__Entries from a pointing dataset__:
........

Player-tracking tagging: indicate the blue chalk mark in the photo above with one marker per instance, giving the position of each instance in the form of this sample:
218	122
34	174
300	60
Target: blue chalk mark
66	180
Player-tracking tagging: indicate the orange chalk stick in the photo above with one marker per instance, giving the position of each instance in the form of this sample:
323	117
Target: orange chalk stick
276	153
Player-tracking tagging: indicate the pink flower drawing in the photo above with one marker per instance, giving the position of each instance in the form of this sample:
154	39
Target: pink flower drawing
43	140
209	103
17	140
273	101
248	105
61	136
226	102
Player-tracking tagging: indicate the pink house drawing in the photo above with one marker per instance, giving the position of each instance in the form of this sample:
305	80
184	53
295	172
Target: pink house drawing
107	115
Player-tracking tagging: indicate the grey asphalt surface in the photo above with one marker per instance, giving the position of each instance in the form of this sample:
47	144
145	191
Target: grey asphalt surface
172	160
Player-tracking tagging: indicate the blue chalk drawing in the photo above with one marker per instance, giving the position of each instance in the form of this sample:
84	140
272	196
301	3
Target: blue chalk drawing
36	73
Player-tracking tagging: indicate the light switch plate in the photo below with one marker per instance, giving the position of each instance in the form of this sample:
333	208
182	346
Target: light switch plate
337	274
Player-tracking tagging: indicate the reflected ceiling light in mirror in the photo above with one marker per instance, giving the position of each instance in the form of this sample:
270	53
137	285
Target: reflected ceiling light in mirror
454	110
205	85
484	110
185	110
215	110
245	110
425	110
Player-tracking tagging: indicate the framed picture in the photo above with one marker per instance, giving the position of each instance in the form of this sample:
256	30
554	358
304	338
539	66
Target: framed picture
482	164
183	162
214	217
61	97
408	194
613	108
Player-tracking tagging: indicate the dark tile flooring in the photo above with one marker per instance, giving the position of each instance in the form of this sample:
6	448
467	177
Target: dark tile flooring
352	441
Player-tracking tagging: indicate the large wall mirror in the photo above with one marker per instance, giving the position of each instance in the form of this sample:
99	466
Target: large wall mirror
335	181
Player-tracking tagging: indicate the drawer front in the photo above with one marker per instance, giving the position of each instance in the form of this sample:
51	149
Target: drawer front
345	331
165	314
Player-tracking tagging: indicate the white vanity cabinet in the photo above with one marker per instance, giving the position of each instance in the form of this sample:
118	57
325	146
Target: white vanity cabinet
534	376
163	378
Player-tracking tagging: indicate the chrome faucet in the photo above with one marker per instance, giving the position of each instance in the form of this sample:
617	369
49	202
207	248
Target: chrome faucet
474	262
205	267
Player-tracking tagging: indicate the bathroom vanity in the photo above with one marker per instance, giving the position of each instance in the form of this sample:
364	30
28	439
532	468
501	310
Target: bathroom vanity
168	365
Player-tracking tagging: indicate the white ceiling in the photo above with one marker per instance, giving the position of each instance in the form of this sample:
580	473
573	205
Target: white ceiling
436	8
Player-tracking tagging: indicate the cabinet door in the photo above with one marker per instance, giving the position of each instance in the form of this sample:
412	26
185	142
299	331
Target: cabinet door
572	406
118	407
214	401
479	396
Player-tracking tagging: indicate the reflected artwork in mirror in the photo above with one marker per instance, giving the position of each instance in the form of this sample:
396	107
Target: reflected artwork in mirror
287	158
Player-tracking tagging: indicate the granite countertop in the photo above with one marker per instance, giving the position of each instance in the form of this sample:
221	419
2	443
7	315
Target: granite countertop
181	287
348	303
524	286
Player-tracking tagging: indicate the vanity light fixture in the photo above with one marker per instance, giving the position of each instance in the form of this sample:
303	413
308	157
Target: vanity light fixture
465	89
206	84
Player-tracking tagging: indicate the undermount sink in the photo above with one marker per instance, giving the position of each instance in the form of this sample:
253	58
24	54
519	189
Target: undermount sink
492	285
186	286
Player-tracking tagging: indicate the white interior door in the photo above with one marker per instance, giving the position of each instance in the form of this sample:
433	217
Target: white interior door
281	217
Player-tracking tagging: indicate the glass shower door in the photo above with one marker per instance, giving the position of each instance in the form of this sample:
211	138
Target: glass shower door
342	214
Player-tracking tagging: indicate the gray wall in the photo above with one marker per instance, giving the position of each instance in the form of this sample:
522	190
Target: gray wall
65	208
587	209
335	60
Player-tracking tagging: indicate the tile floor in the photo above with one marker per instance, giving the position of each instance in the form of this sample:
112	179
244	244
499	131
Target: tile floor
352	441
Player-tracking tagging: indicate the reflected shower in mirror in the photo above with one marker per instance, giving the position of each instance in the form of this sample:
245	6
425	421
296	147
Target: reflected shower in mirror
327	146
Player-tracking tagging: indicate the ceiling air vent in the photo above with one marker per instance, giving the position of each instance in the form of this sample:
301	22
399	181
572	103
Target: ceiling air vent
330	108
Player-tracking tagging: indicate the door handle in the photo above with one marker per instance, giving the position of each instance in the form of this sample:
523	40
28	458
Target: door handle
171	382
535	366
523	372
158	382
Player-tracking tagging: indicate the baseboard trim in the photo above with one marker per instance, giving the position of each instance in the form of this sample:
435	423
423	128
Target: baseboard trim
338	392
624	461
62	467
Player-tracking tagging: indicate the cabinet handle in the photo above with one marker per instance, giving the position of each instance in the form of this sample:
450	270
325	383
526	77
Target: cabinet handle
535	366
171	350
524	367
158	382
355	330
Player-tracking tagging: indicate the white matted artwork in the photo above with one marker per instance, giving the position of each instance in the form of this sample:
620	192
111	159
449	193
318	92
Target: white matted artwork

........

__STATED GOAL__: Above are some records; extract every one of them exactly.

__CORRECT OUTPUT__:
Player-tracking tagging: indicate the blue chalk mark in the photo above with one marker per instance, giving the position of each instance in the form of this sample:
218	122
34	174
300	60
Target: blue chalk mark
66	180
Player-tracking tagging: indicate the orange chalk stick in the photo above with one marker per instance, giving the position of each instance in the form of this sample:
323	117
Target: orange chalk stick
276	153
Player-tracking tagging: indicate the pink flower drawing in the photo above with one marker per instance, giving the position of each instance in the form of this sample:
154	39
Target: pink flower drawing
43	140
209	103
17	140
273	101
248	105
61	136
226	102
Player-tracking tagging: indicate the pink house drawing in the photo above with one marker per instance, giving the position of each instance in the form of this sample:
305	80
184	53
295	172
Target: pink house drawing
107	115
Player-tracking tagging: indicate the grey asphalt surface in the photo above with one marker per instance, giving the position of each instance in the form of this sample:
47	144
145	191
Target: grey asphalt surface
172	160
Player-tracking tagging: indicate the blue chalk drawing in the photo above with one marker per instance, giving the position of each instance in the form of this sample:
84	140
272	196
301	3
Target: blue chalk drawing
36	73
Player-tracking tagging: indicate the light switch plate in the photo below with one marker per instance, giving the position of each instance in the form of this sample:
333	208
182	346
Target: light switch plate
337	274
Player-tracking tagging: indicate the reflected ceiling light in mirror in the photo above with one marker per instance, giving the position of each instance in the form of this sample:
270	53
137	285
Target: reflected ceiling light in mirror
454	110
205	85
484	110
185	110
215	110
245	110
425	110
Player-tracking tagging: indicate the framed picture in the photo above with one marker per instance, giving the position of each instance in the form of this sample:
256	30
554	358
304	338
539	66
Target: framed picture
482	164
183	162
214	217
61	97
408	194
613	108
Player-tracking tagging: indicate the dark tile flooring in the photo above with one marker per instance, giving the position of each instance in the form of this sample:
6	448
467	177
Target: dark tile flooring
352	441
Player-tracking tagging: indicate the large wall mirror in the photo above with one marker per instance, giving the position of each instance in the form of this sample:
99	466
Target: large wall mirror
335	181
Player-tracking tagging: indicate the drawer front in the photo above with one marker per instance, giving the position of each instance in the form of this sample:
51	149
Target: drawer front
345	331
165	314
Player-tracking tagging: indicate the white vanity cabinet in the photo above with one marker per instance, giving the position of each instance in the form of this sample:
118	57
325	146
Target: white vanity cabinet
534	376
163	378
Player-tracking tagging: indicate the chrome faucet in the photo above with one marker per instance, giving the position of each instance in the form of this sample:
617	369
49	202
207	248
Target: chrome faucet
474	262
205	267
Player-tracking tagging: indicate the bathroom vanity in the photo above with one marker per instance, giving the position of each instance in the form of this sample:
364	30
28	439
532	468
501	310
Target: bathroom vanity
168	365
Player-tracking tagging: indicate the white ceiling in the photo above with one marker per instance, giving the position of each instance in the form of this sample:
580	473
573	205
Target: white ceiling
436	8
Player-tracking tagging: indicate the cabinet door in the photo above with one marker per instance, giving the position of each instance in the form of this sample:
412	26
185	142
299	331
Target: cabinet door
572	406
118	407
214	401
479	396
Player-tracking tagging: indicate the reflected artwork in mirror in the photo above with one marker per instance, giving the position of each instance in the form of this sample:
396	107
Target: reflected artwork in mirror
287	158
Player-tracking tagging: indicate the granite countertop in the photo above with one marker per instance, giving the position of each instance in the form of this sample:
221	419
2	443
7	315
Target: granite countertop
181	287
348	303
524	286
Player-tracking tagging: indicate the vanity light fixture in the photo above with one marker per instance, giving the position of each instance in the form of this sample:
303	413
308	157
Target: vanity light fixture
465	89
206	84
Player-tracking tagging: indicate the undermount sink in the photo above with one marker per instance, giving the position of each instance in the form of this sample:
253	58
24	54
519	189
Target: undermount sink
492	285
186	286
Player-tracking tagging: indicate the white interior door in the photo above with one marker per instance, giving the position of each instance in the form of this sample:
433	217
Target: white interior door
281	217
Player-tracking tagging: indicate the glass shower door in the photo above with one marker per instance, giving the position of each instance in the form of this sample:
211	138
Target: glass shower door
342	214
Player-tracking tagging: indicate the gray wall in the photo above with one marker per instance, giving the position of each instance in the form of this sample:
522	190
Target: gray wall
65	208
587	209
335	60
Player-tracking tagging: indicate the tile floor in the photo above with one marker per instance, giving the position of each instance in the form of this sample:
112	179
244	244
499	131
Target: tile floor
352	441
Player-tracking tagging: indicate the reflected shower in mirror in the photo above with one marker per instance, giving the position of each instance in the form of this sample:
245	6
425	421
296	147
Target: reflected shower in mirror
327	146
Player-tracking tagging: indicate the ceiling air vent in the photo above with one marker per instance, giving the position of each instance in the form of this sample:
301	22
399	181
572	103
Target: ceiling air vent
330	108
Player-tracking tagging: indicate the door handle in the photo above with one marker per instance, giving the position of each instance in the form of this sample:
523	40
28	458
Target: door handle
171	382
535	366
523	372
158	382
Player-tracking tagging: indicate the baseboard trim in the photo above with one marker per instance, giving the position of each instance in the form of this sample:
435	423
423	128
Target: baseboard trim
338	392
624	461
62	467
Player-tracking tagging: indicate the cabinet handle in the photo above with one marker per instance, giving the position of each instance in the form of this sample:
450	270
325	383
526	77
Target: cabinet handle
535	366
171	350
524	367
158	382
355	330
Player-tracking tagging: indicate the white matted artwork in the photo above with one marker per instance, giving the position of each instance in the form of this sample:
620	192
111	159
449	193
318	92
Target: white matted artwork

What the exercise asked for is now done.